*** GIVEN DATA Section Begins ***

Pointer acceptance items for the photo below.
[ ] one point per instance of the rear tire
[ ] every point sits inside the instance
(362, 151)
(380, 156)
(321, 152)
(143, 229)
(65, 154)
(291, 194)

*** GIVEN DATA Section Ends ***

- AIM OF THE EXERCISE: Each of the entries must be set down exactly, none omitted.

- EXERCISE RESULT:
Pointer acceptance items for the photo below.
[ ] one point per instance of the rear tire
[ ] every point sits inside the instance
(362, 151)
(380, 156)
(321, 152)
(143, 229)
(65, 154)
(291, 194)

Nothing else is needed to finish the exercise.